• **Given problem**
Show every line in the items below that contains the string "grep".

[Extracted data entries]
━━━━

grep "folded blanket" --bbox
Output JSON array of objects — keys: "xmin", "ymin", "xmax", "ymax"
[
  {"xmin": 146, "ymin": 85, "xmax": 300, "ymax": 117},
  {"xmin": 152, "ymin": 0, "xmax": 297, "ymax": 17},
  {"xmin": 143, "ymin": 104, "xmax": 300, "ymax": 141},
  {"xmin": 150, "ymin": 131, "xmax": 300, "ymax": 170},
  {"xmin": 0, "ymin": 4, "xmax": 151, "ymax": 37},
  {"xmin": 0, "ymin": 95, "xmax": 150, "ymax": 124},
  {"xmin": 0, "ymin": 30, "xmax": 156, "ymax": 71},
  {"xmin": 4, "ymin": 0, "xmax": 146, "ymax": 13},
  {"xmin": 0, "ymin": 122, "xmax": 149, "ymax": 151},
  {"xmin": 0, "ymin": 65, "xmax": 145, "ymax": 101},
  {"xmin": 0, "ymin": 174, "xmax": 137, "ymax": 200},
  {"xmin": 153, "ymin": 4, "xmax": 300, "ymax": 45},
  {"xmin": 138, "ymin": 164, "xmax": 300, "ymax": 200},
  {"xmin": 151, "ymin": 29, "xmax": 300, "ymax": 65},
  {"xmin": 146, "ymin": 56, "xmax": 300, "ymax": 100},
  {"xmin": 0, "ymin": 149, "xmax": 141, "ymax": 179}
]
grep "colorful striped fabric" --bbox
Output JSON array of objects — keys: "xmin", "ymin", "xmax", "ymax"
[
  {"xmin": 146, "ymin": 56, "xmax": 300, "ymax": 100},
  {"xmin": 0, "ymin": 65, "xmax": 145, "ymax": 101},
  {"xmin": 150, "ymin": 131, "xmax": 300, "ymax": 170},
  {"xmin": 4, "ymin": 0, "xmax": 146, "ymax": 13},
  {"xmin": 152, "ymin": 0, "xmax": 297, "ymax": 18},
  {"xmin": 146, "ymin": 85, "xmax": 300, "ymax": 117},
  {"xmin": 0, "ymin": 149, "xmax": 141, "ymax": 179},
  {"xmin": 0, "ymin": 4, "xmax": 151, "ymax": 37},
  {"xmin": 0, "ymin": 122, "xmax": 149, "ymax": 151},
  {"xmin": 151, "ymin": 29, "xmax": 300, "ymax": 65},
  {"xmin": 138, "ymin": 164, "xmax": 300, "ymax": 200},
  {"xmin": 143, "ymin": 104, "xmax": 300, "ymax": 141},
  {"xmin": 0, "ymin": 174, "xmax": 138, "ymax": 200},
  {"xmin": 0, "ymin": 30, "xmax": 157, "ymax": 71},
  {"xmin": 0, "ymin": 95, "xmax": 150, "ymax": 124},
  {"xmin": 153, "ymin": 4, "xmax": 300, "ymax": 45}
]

━━━━

• **Result of this task**
grep "folded blanket" --bbox
grep "colorful striped fabric" --bbox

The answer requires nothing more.